_EXERCÍCIO CURTO A_:
Transcreva literalmente a parte do texto sobre coletivos anarquistas na Bielorrússia que abre com as palavras "Outro coletivo que" e fecha com "para o grupo).".

_TRECHO PARA LEITURA_:
-------

Somo um coletivo de pessoas que podem se definir como anarco-comunistas e anarquistas sem
adjetivos.
Outro coletivo que pode ser de interesse para o leitor é a Cruz Negra Anarquista da
Bielorrússia - uma das mais antigas organizações anarquistas existentes no país atualmente
(desde 2009). Sua principal atividade é a luta contra a repressão e organização de
campanhas de solidariedade. Difícil dizer quais são as perspectivas políticas dentro do
grupo, no entanto, eles deixaram claro que não toleram qualquer nacionalismo, bem como o
uso da violência para resolver problemas dentro do movimento (houve duas declarações sobre
o assunto, ao mesmo tempo o uso da violência na luta não é um problema para o grupo).
Há também um projeto de biblioteca anarquista que foi iniciado por volta de 2011-2012.
Inclui uma grande coleção da literatura anarquista. Nos anos de sua existência, o coletivo
estava mudando entre o projeto clandestino e aberto, dependendo da situação política no
país e do perigo de invasões em diferentes períodos de luta. Agora eles estão de volta em
aberto, tendo horários de funcionamento uma vez por semana. De tempos em tempos, eles
também estão organizando discussões e apresentações sobre diferentes tópicos. O coletivo
também é ativo na tradução de literatura e artigos de outras línguas sobre a teoria do
anarquismo em russo.
Desde 2005, a rede de ativistas está preparando alimentos veganos para os necessitados,
sob o nome de "Food Not Bombs" na capital e em algumas cidades menores. Seu objetivo é a
atenção do público em geral para as questões da pobreza no país. Embora a iniciativa seja
abertamente apresentada como anarquista, nem todos os membros são anarquistas por causa da
natureza do trabalho - algumas pessoas aderem não por causa do conteúdo político, mas por
causa da perspectiva da caridade de ajudar os pobres com comida. Até agora, esta é uma das
maiores iniciativas no país, que tem cerca de 30 a 40 ativistas preparando refeições 3
vezes por semana. Como a iniciativa é bastante pública, às vezes eles estão enfrentando
repressões, que parecem mais caóticas do que a séria repressão organizada do Estado.
Também é muito difícil trabalhar contra a iniciativa que traz uma contribuição muito
positiva para a comunidade local.

-------

_Parte de um arquivo de dados_:
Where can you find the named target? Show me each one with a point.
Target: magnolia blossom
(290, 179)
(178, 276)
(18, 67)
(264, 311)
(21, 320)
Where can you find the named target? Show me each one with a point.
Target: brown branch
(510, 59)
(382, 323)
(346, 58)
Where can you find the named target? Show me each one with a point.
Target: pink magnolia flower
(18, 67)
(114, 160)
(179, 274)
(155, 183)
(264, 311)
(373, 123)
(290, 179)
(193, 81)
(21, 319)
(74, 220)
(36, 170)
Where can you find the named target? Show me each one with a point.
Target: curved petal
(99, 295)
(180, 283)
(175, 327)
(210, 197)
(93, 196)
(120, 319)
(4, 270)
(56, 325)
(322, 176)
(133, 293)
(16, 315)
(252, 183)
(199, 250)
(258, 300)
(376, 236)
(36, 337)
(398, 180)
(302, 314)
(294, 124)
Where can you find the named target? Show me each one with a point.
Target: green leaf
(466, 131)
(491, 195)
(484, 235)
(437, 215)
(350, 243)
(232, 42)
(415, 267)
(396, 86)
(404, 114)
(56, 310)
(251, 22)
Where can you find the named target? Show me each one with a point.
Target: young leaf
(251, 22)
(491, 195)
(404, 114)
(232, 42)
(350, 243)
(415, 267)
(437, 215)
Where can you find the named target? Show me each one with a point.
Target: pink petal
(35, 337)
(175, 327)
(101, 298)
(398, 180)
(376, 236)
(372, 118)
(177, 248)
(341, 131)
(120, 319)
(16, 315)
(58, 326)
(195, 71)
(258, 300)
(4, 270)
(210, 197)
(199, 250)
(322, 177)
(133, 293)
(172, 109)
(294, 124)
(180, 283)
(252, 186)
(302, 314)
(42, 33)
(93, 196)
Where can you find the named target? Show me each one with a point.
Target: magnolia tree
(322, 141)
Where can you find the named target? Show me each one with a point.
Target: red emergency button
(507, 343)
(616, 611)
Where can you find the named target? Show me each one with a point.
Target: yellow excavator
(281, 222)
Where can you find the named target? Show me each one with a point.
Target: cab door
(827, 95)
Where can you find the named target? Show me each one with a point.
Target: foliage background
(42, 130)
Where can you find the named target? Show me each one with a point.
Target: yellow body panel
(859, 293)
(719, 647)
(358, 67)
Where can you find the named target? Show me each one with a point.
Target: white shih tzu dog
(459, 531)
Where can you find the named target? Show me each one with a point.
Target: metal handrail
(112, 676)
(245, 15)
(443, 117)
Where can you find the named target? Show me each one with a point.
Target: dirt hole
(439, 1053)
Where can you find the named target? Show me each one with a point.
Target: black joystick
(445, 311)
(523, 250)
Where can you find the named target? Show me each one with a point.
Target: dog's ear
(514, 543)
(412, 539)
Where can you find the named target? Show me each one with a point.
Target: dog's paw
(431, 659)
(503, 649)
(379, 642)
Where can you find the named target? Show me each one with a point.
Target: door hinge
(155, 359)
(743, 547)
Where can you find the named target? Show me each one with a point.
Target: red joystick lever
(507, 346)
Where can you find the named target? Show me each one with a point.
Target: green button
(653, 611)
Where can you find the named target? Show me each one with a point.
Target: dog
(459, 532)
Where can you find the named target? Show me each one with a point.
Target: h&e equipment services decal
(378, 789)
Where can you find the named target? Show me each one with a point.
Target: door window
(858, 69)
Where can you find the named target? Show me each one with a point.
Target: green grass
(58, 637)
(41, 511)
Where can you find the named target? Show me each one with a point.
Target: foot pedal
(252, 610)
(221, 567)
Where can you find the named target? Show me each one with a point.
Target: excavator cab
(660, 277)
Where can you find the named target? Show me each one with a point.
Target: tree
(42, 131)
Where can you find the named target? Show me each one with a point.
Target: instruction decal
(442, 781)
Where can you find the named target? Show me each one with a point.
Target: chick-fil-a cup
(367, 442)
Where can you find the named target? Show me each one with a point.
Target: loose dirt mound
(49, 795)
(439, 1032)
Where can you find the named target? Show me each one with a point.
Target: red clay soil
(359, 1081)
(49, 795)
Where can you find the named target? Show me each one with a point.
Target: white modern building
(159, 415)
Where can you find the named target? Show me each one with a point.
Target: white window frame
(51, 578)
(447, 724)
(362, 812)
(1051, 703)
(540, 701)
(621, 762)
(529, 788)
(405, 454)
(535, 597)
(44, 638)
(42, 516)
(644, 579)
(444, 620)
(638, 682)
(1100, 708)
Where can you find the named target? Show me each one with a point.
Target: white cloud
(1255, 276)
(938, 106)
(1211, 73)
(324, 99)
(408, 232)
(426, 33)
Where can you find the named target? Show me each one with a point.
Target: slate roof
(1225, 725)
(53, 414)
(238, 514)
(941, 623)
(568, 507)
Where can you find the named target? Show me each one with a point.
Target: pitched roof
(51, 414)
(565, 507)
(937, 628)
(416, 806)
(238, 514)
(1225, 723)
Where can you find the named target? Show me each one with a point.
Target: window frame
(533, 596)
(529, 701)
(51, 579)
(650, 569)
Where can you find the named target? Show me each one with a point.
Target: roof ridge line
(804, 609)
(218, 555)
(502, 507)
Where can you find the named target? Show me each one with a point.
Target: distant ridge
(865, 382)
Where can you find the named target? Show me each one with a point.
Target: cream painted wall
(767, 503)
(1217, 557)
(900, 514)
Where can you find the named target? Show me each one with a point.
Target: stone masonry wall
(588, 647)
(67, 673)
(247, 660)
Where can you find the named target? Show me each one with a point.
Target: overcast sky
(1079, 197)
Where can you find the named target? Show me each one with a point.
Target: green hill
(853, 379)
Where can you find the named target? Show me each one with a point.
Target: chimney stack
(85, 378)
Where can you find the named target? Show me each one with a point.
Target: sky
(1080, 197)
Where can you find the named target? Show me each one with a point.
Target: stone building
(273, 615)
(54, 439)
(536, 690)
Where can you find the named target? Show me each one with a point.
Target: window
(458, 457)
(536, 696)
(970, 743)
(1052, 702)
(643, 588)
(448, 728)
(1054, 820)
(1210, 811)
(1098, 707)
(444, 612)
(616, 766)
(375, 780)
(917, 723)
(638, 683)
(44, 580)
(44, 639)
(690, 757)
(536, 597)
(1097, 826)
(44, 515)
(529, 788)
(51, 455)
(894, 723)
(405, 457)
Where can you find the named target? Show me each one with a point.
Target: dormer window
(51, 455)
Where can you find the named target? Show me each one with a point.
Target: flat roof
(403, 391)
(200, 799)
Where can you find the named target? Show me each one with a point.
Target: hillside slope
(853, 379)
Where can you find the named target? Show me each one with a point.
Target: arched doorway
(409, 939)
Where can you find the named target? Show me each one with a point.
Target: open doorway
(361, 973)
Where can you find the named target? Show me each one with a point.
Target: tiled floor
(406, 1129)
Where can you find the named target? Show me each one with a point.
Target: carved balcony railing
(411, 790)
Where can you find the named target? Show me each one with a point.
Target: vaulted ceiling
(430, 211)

-------

_EXERCÍCIO CURTO B_:
Liste todas as linhas dos registros que contêm a palavra "magnolia", considerando a diferença entre maiúsculas e minúsculas.

_SAÍDA A_:
Outro coletivo que pode ser de interesse para o leitor é a Cruz Negra Anarquista da
Bielorrússia - uma das mais antigas organizações anarquistas existentes no país atualmente
(desde 2009). Sua principal atividade é a luta contra a repressão e organização de
campanhas de solidariedade. Difícil dizer quais são as perspectivas políticas dentro do
grupo, no entanto, eles deixaram claro que não toleram qualquer nacionalismo, bem como o
uso da violência para resolver problemas dentro do movimento (houve duas declarações sobre
o assunto, ao mesmo tempo o uso da violência na luta não é um problema para o grupo).

_SAÍDA B_:
Target: magnolia blossom
Target: pink magnolia flower
Target: magnolia tree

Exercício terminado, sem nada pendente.